_TASK REQUIREMENTS_
Output the listing below verbatim, but drop the images.

Start of Block

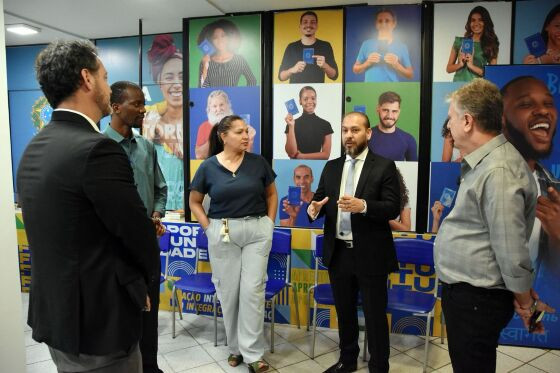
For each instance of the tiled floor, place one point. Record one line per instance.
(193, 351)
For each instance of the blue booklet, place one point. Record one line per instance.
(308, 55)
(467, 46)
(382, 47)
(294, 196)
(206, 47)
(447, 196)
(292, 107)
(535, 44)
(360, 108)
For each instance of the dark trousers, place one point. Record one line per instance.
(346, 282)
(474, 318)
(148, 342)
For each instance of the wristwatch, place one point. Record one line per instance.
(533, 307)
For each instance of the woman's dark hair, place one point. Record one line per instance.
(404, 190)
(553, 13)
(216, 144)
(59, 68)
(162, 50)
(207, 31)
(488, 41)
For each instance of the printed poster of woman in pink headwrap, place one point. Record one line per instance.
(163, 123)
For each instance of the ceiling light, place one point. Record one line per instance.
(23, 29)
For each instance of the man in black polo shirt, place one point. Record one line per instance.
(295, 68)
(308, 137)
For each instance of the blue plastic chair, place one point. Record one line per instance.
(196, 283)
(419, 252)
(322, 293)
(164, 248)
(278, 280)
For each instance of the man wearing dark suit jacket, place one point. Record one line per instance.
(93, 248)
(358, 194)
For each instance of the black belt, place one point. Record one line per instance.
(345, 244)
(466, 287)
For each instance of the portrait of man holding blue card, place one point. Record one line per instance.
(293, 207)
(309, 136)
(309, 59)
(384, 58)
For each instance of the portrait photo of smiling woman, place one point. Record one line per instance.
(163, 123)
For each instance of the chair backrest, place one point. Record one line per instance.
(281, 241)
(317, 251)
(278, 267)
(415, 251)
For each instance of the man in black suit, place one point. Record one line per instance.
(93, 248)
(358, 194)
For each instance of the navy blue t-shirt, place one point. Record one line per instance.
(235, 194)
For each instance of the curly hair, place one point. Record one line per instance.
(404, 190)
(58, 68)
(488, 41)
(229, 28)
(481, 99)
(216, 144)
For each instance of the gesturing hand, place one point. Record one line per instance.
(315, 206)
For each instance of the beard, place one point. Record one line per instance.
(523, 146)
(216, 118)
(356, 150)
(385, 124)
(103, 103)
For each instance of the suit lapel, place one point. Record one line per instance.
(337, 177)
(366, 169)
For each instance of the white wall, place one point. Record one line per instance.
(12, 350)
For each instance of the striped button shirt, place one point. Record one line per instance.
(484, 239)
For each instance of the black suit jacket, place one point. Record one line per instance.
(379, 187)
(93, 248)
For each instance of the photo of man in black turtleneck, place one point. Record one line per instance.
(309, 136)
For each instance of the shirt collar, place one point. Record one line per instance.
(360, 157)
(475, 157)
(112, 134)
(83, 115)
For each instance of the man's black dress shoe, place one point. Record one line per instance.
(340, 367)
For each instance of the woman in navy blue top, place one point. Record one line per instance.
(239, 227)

End of Block

_SOLUTION FOR THIS EXERCISE_
For each instance of the tiled floor, place one point. Record one line per instance.
(193, 351)
For each instance of the blue booklet, place one point. Record one line per instance.
(308, 55)
(467, 46)
(382, 47)
(294, 196)
(206, 47)
(447, 196)
(292, 107)
(535, 44)
(360, 108)
For each instance of the dark trousers, place one point. Record one line per instance.
(346, 282)
(474, 318)
(148, 342)
For each instance of the wristwatch, place one point. Record one line per instance.
(533, 307)
For each instance of the woman's dark hair, place one point. Record one line per instance.
(404, 190)
(553, 13)
(216, 144)
(59, 68)
(162, 50)
(207, 31)
(488, 41)
For each instance of the printed poster of woman in pink headwrap, place one point. Record one line per instance.
(163, 123)
For each instance of the ceiling light, place one point. Record one line per instance.
(23, 29)
For each instance of the man in black polo shirt, place one point. Record one line per instance.
(295, 68)
(308, 137)
For each instance of the blue plastic chair, place one point. Record one line per instance.
(196, 283)
(419, 252)
(322, 293)
(164, 248)
(278, 280)
For each instance of the man wearing dark suit jacket, place one point. Record one line per instance.
(93, 248)
(358, 194)
For each instance of the black belt, place one point. Record one line per instance.
(345, 244)
(466, 287)
For each instance of the portrait of man holding blue card, place one point. Record one line per instance.
(293, 207)
(309, 136)
(309, 59)
(384, 58)
For each instance of the portrait photo of smiling woman, place one point. Record one line per instance.
(163, 123)
For each instance of the chair backrest, place one point. Record one line per instance.
(281, 241)
(317, 251)
(278, 267)
(415, 251)
For each instance of the man in black suit, place one point. Record one line per instance.
(93, 248)
(358, 194)
For each instance of the navy blue t-shirt, place one point. Record one line per instance.
(235, 194)
For each instance of the curly hair, place one point. Record one line per instance.
(404, 190)
(58, 68)
(488, 41)
(229, 28)
(481, 99)
(216, 144)
For each instance of the gesturing hand, place one point. Record one line per instance.
(315, 206)
For each instance of the beard, place one point. Record one line per instance.
(523, 146)
(216, 118)
(356, 150)
(385, 124)
(103, 103)
For each instance of the suit lapel, place one point. Record one line per instance.
(337, 177)
(366, 169)
For each instance of the white wall, place one point. Record one line per instance.
(12, 350)
For each instance of the striped button shirt, place one point. Record one line per instance.
(484, 239)
For each instance of the black suit jacket, place one point. Record one line per instance.
(379, 187)
(93, 248)
For each instance of the photo of man in black turtleneck, place one point. Record one line per instance.
(309, 136)
For each instance of the shirt collar, place one point. Record one line per instance.
(360, 157)
(475, 157)
(112, 134)
(83, 115)
For each instance of the man's black dress shoe, place one point. Record one line per instance.
(340, 367)
For each instance of the woman in navy blue top, place one point. Record one line per instance.
(239, 227)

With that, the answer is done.